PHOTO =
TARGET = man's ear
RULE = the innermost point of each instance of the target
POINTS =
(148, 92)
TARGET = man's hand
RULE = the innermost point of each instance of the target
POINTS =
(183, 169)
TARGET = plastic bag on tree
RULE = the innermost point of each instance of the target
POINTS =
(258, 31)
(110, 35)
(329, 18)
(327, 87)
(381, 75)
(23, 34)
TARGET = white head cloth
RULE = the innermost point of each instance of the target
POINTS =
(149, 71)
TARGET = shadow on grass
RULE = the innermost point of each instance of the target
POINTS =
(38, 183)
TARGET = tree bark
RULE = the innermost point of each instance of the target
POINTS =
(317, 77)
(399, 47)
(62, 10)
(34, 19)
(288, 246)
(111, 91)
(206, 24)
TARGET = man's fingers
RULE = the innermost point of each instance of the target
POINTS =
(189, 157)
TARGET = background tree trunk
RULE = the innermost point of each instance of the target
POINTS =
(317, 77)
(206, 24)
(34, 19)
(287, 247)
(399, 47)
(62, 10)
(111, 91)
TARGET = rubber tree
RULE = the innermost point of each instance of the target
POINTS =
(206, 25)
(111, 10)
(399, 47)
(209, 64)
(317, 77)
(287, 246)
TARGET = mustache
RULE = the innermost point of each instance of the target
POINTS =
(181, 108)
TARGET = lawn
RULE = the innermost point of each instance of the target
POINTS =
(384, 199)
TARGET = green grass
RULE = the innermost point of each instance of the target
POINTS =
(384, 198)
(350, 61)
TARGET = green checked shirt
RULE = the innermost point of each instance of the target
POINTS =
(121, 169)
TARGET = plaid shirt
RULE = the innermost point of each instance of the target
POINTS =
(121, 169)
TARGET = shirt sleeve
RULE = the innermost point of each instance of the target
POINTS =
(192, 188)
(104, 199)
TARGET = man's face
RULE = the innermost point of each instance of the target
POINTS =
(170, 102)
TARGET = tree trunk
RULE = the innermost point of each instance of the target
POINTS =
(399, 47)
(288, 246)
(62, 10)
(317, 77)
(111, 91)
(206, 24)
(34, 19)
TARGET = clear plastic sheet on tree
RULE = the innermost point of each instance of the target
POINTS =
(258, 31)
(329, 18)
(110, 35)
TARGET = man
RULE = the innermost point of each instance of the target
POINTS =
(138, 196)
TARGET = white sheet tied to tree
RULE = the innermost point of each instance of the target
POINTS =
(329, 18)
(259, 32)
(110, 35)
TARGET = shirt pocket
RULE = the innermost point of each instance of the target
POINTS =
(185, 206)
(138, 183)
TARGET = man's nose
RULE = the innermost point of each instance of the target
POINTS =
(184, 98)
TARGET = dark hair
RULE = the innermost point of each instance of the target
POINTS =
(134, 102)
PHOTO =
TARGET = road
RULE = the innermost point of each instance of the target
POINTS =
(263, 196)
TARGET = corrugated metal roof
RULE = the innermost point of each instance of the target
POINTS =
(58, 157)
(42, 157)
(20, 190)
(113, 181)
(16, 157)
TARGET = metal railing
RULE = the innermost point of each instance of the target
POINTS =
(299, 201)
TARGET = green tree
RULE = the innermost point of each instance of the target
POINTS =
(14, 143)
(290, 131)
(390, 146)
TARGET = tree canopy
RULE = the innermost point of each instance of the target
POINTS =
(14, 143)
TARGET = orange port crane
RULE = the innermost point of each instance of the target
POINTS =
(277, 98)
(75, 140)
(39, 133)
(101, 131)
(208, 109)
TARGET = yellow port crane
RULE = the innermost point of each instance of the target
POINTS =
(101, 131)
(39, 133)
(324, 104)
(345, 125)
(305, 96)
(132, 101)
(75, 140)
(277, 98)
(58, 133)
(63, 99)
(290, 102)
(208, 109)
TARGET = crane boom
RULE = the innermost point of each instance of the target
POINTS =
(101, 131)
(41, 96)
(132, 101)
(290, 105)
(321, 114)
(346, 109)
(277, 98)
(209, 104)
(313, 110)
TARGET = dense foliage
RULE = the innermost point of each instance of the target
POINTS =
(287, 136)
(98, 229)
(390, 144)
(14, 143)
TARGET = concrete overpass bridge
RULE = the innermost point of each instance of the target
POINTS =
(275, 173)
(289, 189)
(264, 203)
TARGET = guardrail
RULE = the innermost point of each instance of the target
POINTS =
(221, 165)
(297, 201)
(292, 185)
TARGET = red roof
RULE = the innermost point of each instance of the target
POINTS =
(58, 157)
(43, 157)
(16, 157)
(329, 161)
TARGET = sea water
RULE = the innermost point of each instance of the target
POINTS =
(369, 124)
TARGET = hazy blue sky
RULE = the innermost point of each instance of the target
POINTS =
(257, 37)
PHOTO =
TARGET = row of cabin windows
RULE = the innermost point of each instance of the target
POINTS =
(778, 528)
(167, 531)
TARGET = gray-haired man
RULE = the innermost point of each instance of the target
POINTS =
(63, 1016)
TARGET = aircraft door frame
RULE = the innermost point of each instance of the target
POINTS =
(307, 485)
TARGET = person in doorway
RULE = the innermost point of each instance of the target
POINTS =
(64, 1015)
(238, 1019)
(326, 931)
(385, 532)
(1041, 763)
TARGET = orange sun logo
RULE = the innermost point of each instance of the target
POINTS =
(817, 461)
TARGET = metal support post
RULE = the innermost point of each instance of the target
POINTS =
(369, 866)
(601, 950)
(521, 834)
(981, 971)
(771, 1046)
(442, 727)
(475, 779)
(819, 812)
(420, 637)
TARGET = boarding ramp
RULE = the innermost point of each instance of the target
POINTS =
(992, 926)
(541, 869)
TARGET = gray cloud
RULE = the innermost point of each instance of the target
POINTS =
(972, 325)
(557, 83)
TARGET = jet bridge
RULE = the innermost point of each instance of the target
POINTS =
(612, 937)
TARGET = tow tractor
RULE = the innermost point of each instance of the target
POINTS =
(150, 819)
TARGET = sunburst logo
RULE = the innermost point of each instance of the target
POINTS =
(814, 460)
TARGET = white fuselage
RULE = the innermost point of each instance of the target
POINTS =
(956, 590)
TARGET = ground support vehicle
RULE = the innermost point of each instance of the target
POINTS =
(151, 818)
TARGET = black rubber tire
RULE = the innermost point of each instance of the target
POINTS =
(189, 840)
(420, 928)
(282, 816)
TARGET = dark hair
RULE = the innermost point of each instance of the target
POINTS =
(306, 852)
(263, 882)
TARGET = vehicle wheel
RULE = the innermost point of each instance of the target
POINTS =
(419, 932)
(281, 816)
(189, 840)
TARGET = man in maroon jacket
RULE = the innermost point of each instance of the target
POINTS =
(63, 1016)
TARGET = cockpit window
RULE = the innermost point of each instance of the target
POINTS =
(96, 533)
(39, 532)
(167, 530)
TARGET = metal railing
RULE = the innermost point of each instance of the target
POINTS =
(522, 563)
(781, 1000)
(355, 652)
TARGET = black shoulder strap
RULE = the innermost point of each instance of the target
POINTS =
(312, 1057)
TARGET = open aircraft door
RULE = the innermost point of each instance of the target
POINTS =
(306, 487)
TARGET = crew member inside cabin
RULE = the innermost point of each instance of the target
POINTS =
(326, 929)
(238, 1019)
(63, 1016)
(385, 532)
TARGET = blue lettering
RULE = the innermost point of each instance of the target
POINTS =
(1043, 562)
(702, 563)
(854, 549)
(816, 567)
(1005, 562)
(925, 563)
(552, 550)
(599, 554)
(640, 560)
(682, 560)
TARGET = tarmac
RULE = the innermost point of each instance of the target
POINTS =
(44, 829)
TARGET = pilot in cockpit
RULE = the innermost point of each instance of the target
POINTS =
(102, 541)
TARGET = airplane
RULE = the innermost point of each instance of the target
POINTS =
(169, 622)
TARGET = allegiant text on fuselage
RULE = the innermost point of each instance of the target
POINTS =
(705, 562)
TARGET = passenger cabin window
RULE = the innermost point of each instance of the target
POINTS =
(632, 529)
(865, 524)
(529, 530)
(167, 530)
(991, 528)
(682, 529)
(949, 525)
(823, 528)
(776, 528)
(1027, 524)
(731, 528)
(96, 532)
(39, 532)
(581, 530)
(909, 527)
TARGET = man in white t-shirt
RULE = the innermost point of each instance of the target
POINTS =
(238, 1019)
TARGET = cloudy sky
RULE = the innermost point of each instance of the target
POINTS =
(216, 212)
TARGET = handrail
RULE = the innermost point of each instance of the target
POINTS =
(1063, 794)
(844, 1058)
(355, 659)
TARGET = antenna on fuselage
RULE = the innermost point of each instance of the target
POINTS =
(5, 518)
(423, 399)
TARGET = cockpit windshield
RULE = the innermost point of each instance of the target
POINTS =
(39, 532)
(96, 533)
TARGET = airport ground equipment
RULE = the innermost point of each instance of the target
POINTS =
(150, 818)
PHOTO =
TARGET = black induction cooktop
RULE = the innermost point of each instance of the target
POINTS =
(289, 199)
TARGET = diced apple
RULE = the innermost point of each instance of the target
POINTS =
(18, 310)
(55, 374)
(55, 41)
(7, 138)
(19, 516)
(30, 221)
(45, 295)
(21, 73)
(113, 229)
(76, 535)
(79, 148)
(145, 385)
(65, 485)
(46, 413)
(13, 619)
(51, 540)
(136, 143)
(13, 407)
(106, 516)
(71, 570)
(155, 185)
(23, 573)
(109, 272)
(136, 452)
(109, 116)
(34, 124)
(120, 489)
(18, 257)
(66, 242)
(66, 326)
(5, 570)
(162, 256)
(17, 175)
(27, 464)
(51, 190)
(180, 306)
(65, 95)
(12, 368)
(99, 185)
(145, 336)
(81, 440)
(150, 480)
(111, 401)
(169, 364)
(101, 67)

════════════════

» **Your assignment**: Reproduce exactly the entries above, limited to the lines from the one with "TARGET = man's nose" through the one with "TARGET = tree canopy", both included.

» **Response area**:
TARGET = man's nose
RULE = the innermost point of each instance of the target
POINTS =
(184, 98)
TARGET = dark hair
RULE = the innermost point of each instance of the target
POINTS =
(134, 102)
PHOTO =
TARGET = road
RULE = the innermost point of each instance of the target
POINTS =
(263, 196)
TARGET = corrugated metal roof
RULE = the innermost point of each instance of the target
POINTS =
(58, 157)
(42, 157)
(20, 190)
(113, 181)
(16, 157)
TARGET = metal railing
RULE = the innermost point of each instance of the target
POINTS =
(299, 201)
TARGET = green tree
RULE = the innermost point of each instance of the target
POINTS =
(14, 143)
(290, 131)
(390, 146)
TARGET = tree canopy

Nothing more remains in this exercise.